**EXERCISE DIRECTIONS:**
Give the data again, word for word.

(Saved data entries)
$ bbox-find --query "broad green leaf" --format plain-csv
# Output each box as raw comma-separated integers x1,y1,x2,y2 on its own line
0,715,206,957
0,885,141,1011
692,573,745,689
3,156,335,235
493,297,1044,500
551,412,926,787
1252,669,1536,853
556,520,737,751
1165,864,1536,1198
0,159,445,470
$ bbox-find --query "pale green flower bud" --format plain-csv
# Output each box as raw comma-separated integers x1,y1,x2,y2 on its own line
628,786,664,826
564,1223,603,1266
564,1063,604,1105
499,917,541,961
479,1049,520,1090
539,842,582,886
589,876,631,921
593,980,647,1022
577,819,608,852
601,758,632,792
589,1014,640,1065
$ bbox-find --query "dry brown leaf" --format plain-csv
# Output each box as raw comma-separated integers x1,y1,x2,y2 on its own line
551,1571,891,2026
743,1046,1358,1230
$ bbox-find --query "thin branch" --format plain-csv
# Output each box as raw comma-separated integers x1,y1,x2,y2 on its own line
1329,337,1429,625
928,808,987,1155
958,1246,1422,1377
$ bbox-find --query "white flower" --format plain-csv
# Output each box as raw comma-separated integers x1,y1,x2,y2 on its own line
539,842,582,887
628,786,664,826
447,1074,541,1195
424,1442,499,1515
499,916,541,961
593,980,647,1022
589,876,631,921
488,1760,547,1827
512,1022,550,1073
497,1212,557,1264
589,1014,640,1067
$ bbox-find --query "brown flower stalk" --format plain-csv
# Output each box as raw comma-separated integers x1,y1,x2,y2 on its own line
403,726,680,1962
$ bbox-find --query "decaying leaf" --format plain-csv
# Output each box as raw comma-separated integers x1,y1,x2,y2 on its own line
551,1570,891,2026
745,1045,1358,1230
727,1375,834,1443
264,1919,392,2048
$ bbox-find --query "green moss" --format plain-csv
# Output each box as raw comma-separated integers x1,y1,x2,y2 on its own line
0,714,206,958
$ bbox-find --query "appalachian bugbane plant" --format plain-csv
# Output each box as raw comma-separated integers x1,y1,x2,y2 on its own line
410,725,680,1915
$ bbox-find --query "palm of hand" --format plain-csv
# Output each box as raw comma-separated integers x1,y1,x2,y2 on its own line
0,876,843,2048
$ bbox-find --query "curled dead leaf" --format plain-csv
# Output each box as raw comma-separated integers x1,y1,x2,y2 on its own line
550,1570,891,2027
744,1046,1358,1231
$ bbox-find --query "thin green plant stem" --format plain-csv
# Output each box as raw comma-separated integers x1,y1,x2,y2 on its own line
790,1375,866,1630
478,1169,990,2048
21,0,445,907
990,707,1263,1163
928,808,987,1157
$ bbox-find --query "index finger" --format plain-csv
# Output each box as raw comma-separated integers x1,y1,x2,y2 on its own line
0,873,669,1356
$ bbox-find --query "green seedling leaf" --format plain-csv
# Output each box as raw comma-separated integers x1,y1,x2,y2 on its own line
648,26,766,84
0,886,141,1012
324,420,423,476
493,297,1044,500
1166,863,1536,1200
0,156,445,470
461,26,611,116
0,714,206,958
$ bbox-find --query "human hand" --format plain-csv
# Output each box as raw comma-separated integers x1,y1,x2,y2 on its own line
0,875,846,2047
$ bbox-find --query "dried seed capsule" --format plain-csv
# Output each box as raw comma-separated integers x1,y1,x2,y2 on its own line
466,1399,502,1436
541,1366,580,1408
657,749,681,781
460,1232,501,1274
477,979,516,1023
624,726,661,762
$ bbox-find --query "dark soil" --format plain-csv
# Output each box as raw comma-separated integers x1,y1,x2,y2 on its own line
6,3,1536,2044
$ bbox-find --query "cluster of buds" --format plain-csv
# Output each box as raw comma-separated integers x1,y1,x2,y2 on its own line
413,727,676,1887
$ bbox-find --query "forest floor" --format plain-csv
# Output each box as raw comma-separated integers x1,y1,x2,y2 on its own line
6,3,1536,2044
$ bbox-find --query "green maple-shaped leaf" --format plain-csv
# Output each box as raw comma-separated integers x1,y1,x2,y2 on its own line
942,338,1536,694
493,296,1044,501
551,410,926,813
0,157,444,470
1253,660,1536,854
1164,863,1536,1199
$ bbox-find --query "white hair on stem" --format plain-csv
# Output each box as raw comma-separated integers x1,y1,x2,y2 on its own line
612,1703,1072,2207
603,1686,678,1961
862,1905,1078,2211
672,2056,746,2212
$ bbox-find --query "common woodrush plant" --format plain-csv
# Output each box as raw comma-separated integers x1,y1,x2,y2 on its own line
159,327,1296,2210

**REPLY TO THE EXERCISE:**
$ bbox-find --query "broad green leaf" --format plain-csv
# Output each box as raw comma-separated integers x1,y1,x2,y2 on its own line
0,715,206,957
0,885,141,1011
692,573,745,689
3,156,335,235
493,297,1044,500
551,412,926,787
1252,669,1536,853
556,520,737,751
1165,864,1536,1198
0,159,445,470
$ bbox-find --query "pale green flower bud" --format plain-csv
# Output each box as raw comma-separated integers x1,y1,x2,y2 on its own line
628,786,664,826
564,1223,603,1266
564,1063,604,1105
499,917,541,961
479,1049,520,1090
539,842,582,886
589,876,631,921
593,980,647,1022
577,819,608,852
601,758,632,792
589,1014,640,1065
$ bbox-find --query "dry brown leaf" --format plain-csv
# Output each box as raw comma-separated integers x1,y1,x2,y2 on its own line
551,1571,891,2026
743,1046,1358,1230
$ bbox-find --query "thin branch" --format plain-csv
# Output each box as raw comma-separated integers x1,y1,x2,y2 on its own line
1329,337,1429,625
928,808,987,1155
958,1246,1422,1377
$ bbox-find --query "white flower" --format plain-csv
# Output each box as raw comma-separated integers x1,y1,x2,y2 on its own line
539,842,582,887
628,786,664,826
447,1074,541,1195
424,1442,499,1515
499,916,541,961
593,980,647,1022
589,876,631,921
488,1760,547,1827
512,1022,550,1073
497,1212,557,1264
589,1014,640,1067
$ bbox-find --query "brown flower stalk" --format plain-csv
# Output each box as raw comma-separated integers x1,y1,x2,y2 on its own line
403,726,680,1962
$ bbox-find --query "decaying leaf" --format plain-csv
# Output each box as raw comma-separated integers x1,y1,x2,y2 on its own line
551,1570,891,2026
745,1045,1358,1230
727,1375,834,1443
264,1919,392,2048
$ bbox-find --query "green moss" --format plain-csv
# Output each box as raw comma-separated integers x1,y1,x2,y2 on its own line
0,714,206,958
$ bbox-find --query "appalachian bugbane plant" --format plain-csv
# Output each box as raw comma-separated integers x1,y1,x2,y2 on its own line
410,725,680,1915
$ bbox-find --query "palm of hand" --format plain-csv
# Output each box as raw comma-separated integers x1,y1,x2,y2 on its own line
0,876,843,2048
$ bbox-find --query "curled dead leaf" --format plain-csv
# Output each box as raw comma-separated integers x1,y1,x2,y2 on its own line
550,1570,891,2027
744,1046,1358,1231
$ bbox-find --query "thin green plant stem" --format plain-csv
# Output each box as raw comma-separated integers x1,y1,x2,y2 on its own line
790,1375,866,1630
478,1169,990,2048
21,0,445,907
990,707,1263,1163
928,808,987,1157
$ bbox-find --query "index finger" --format plain-csv
# Output each box as raw comma-separated integers x1,y1,x2,y2 on its own line
0,873,669,1356
$ bbox-find --query "green seedling leaf" --format plain-csv
# Output each box as raw comma-separated integers x1,y1,x2,y2 on its own line
648,26,766,84
0,886,141,1012
324,420,423,476
493,297,1044,500
1166,863,1536,1200
0,156,445,470
461,26,611,116
0,714,206,958
$ bbox-find --query "human hand" --format plain-csv
# Output each box as raw comma-separated integers x1,y1,x2,y2 on its own line
0,875,846,2047
$ bbox-find --query "dried seed capsule" --format plain-csv
# Output each box as raw comma-separated integers x1,y1,x2,y2 on its own line
466,1399,502,1436
541,1366,580,1408
657,749,681,781
460,1232,501,1274
477,979,516,1023
624,726,661,762
$ bbox-find --query "dark soil" --format plain-csv
# Output each box as raw comma-separated integers x1,y1,x2,y2 on its own line
6,3,1536,2044
$ bbox-find --query "cluster of buds" --format plain-csv
# Output each box as raw comma-separated integers x1,y1,x2,y2 on its own line
413,727,676,1887
$ bbox-find --query "forest floor" --format plain-csv
# Output each box as raw comma-separated integers x1,y1,x2,y2 on its own line
6,3,1536,2044
$ bbox-find --query "green maple-shaped leaf" --format plain-csv
# Output each box as raw comma-separated integers x1,y1,x2,y2 on its own line
942,338,1536,694
493,296,1044,501
551,410,926,813
0,157,444,470
1253,660,1536,854
1164,863,1536,1199
$ bbox-find --query "white hair on stem" --format plain-csv
# Output each box as raw comma-separated integers x1,y1,x2,y2 on its own line
612,1703,1072,2207
603,1686,678,1961
862,1905,1078,2211
672,2056,746,2212
$ bbox-find --query "common woodrush plant" --format plain-csv
# Output each box as raw comma-separated integers x1,y1,x2,y2 on its own line
159,327,1296,2210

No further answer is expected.